(Collected data entries)
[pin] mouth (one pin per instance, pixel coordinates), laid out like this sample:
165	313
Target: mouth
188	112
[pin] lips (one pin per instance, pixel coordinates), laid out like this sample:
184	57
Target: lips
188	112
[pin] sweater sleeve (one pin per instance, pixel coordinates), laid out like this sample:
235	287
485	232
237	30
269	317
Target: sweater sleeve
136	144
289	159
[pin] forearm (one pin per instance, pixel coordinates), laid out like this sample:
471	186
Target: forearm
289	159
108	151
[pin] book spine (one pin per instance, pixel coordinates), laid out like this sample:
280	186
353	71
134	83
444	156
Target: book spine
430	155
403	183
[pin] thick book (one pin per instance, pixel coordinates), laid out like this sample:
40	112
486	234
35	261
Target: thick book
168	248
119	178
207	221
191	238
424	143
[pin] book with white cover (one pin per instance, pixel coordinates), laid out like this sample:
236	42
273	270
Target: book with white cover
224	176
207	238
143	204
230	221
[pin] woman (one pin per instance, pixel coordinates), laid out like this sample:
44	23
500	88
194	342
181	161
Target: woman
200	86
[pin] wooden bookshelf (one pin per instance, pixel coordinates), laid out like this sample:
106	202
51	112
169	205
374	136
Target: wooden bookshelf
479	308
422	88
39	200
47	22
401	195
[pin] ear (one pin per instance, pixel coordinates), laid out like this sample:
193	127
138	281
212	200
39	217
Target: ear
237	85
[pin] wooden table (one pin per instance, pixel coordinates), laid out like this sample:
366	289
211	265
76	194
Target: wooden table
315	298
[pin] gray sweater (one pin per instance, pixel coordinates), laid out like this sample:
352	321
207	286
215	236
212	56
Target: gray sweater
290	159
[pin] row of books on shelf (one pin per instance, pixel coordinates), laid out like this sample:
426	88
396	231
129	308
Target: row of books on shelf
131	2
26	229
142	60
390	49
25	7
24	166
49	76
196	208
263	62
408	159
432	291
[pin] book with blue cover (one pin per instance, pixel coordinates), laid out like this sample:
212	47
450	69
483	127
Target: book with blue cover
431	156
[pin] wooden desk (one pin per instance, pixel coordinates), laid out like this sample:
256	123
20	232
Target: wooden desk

Exercise
Go through the records and report each line that contains "desk".

Problem solution
[pin] wooden desk (one pin per instance, pixel coordinates), laid out like this sample:
Target: wooden desk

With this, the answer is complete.